题目要求. 请用两句话概括这篇关于《机器学习基石》作业一的文档摘录。

文档摘录.
———

台大林轩田《机器学习基石》:作业一python实现

台大林轩田《机器学习基石》:作业一python实现
台大林轩田《机器学习基石》:作业二python实现
台大林轩田《机器学习基石》:作业三python实现
台大林轩田《机器学习基石》:作业四python实现

完整代码:
https://github.com/xjwhhh/LearningML/tree/master/MLFoundation
欢迎follow和star

在学习和总结的过程中参考了不少别的博文,且自己的水平有限,如果有错,希望能指出,共同学习,共同进步

##15

台大林轩田《机器学习基石》:作业一python实现_第1张图片

下载训练数据,每一行都是一个训练实例,每一行的数据中,前四项是特征值,最后一项是标签,编写PLA算法进行分类,设w初始为0,sign(0)=-1,问迭代多少次后算法结束?

1.需要自己手动添加一维特征,X0=1
2.一个点分类正确的条件是xwy>0(PLA)
3.算法结束的条件是所有实例都被分配正确

代码如下:

import numpy

class NaiveCyclePLA(object):
    def __init__(self, dimension, count):
        self.__dimension = dimension
        self.__count = count

    # get data
    def train_matrix(self, path):
        training_set = open(path)
        x_train = numpy.zeros((self.__count, self.__dimension))
        y_train = numpy.zeros((self.__count, 1))
        x = []
        x_count = 0
        for line in training_set:
            # add 1 dimension manually
            x.append(1)
            for str in line.split(' '):
                if len(str.split('\t')) == 1:
                    x.append(float(str))
                else:
                    x.append(float(str.split('\t')[0]))
                    y_train[x_count, 0] = int(str.split('\t')[1].strip())
            x_train[x_count, :] = x
            x = []
            x_count += 1
        return x_train, y_train

    def iteration_count(self, path):
        count = 0
        x_train, y_train = self.train_matrix(path)
        w = numpy.zeros((self.__dimension, 1))
        # loop until all x are classified right
        while True:
            flag = 0
            for i in range(self.__count):
                if numpy.dot(x_train[i, :], w)[0] * y_train[i, 0] <= 0:
                    w += y_train[i, :] * x_train[i, :].reshape(5, 1)

———

数据集摘录:
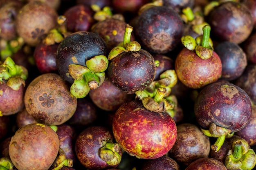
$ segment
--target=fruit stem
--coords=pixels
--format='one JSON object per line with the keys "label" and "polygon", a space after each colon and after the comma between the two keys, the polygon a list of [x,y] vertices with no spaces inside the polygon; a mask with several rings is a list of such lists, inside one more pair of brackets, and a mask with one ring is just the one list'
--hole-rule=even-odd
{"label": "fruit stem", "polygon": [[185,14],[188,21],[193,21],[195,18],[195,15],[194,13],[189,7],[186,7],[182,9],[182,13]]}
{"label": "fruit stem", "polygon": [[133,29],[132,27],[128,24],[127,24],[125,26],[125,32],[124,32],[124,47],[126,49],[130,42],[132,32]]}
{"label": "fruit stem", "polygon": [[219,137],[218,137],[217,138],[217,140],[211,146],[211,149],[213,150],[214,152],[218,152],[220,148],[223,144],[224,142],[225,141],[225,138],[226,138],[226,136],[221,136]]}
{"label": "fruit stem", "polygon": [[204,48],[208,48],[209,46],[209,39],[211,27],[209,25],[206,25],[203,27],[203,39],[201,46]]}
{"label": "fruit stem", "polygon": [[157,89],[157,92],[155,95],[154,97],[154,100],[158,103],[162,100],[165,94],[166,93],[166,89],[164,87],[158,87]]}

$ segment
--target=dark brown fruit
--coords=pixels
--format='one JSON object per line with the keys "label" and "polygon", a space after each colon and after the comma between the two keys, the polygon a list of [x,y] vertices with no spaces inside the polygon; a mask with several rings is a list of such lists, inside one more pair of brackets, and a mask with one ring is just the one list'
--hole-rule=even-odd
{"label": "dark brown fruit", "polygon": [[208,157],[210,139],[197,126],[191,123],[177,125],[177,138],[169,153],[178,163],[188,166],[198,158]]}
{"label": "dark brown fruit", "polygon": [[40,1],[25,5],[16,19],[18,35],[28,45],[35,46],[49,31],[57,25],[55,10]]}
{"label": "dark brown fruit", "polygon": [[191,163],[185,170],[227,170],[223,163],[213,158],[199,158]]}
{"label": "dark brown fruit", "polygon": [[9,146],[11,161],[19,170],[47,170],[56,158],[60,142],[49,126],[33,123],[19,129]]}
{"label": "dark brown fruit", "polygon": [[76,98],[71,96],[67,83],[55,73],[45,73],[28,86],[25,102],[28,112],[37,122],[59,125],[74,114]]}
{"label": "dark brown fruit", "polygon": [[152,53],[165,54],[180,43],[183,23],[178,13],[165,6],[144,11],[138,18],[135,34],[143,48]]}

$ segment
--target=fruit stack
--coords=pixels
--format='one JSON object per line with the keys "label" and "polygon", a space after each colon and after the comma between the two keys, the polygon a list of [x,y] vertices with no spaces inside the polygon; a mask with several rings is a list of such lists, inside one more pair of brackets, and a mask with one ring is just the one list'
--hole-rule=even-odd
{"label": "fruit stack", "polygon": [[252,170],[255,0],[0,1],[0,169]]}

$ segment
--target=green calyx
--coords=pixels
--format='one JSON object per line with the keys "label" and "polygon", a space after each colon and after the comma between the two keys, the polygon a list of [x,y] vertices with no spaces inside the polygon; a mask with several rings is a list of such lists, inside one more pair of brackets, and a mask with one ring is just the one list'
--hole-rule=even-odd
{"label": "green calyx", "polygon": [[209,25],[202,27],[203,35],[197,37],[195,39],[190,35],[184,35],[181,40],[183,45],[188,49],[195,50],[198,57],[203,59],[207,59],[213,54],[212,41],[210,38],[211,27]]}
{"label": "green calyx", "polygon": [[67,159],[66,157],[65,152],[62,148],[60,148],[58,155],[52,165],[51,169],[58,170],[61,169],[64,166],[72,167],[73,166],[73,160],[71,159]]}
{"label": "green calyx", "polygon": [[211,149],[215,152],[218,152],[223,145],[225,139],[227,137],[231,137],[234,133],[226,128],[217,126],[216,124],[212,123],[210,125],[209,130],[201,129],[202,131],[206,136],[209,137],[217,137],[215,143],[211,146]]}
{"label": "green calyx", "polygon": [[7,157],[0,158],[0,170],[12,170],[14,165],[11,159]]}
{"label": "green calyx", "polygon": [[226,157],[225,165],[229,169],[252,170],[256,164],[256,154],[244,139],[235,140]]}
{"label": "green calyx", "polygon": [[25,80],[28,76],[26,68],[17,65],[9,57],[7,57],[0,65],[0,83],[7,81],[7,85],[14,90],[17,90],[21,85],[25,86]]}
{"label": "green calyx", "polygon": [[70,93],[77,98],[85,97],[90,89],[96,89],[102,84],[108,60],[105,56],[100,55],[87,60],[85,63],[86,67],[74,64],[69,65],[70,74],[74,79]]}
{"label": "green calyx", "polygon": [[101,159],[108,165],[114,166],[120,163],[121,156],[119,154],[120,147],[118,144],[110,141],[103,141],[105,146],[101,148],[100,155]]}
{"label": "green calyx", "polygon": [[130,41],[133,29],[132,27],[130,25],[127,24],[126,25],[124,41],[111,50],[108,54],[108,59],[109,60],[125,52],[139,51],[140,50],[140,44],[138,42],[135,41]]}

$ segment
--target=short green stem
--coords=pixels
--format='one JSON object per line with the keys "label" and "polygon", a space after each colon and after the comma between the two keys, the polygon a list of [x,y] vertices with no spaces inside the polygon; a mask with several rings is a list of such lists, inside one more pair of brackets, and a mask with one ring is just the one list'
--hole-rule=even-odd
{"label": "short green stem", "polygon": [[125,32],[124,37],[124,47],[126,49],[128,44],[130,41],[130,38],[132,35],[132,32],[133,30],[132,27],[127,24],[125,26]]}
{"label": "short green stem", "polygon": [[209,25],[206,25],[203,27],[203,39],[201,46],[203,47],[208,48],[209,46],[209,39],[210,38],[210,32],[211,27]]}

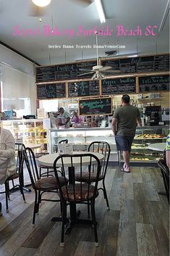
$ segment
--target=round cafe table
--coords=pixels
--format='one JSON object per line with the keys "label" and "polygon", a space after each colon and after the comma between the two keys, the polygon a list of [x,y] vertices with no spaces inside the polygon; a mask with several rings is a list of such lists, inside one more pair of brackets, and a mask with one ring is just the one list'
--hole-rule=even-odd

———

本题答案. 题目要求下载训练数据,每行前四项是特征值、最后一项是标签,编写PLA算法进行分类,设w初始为0、sign(0)=-1,求迭代多少次后算法结束。文中指出需要手动添加一维特征X0=1,一个点分类正确的条件是xwy>0,算法在所有实例都分类正确时结束,并给出了相应的Python代码。